▶ _Exercise A_: In the finance article, which bank does Charles Day represent?
▶ _Exercise B_: Update the finance article between "What Finance Insiders" and "the past year?", inclusive, putting "last twelve months" wherever "past year" appears.
▶ _Exercise C_: Name every bank the panelists in the finance article are listed with.

▶ _Reading passage_:
# # # #

September 2015 Issue of Wines & Vines

What Finance Insiders Think

An influential panel shares its views on trends, deals and interest rates

by Ben Narasin

We asked our panel of finance experts what’s been happening in the wine industry during the past year. Here’s what they had to say about:


How has the debt market for the wine industry been in the past year?

ADAM BEAK, BANK OF THE WEST: Strong and moving toward stronger. The strength of the wine business, along with the sex appeal that always seems to come along with it, has continued to bring in different parties.

MARK BRODY, UMPQUA BANK: Healthy with a high level of interest, and large wineries are performing well.

CHARLES DAY, RABOBANK: It seems that all lenders in the space have been seeing growth in their respective portfolios. Market growth is bringing in new players, and many existing borrowers have been adding debt to fund their growth.

# # # #

▶ _Material_:
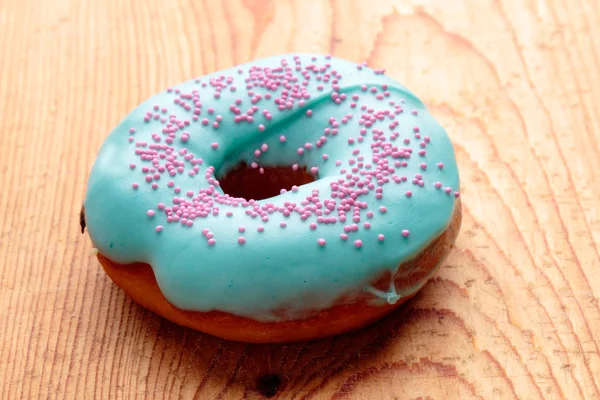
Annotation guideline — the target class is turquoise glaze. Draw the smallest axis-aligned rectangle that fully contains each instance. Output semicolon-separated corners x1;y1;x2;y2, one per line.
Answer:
84;54;459;321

# # # #

▶ _Expected output A_: Rabobank

▶ _Expected output B_:
What Finance Insiders Think

An influential panel shares its views on trends, deals and interest rates

by Ben Narasin

We asked our panel of finance experts what’s been happening in the wine industry during the last twelve months. Here’s what they had to say about:


How has the debt market for the wine industry been in the last twelve months?

▶ _Expected output C_: Bank of the West, Umpqua Bank, Rabobank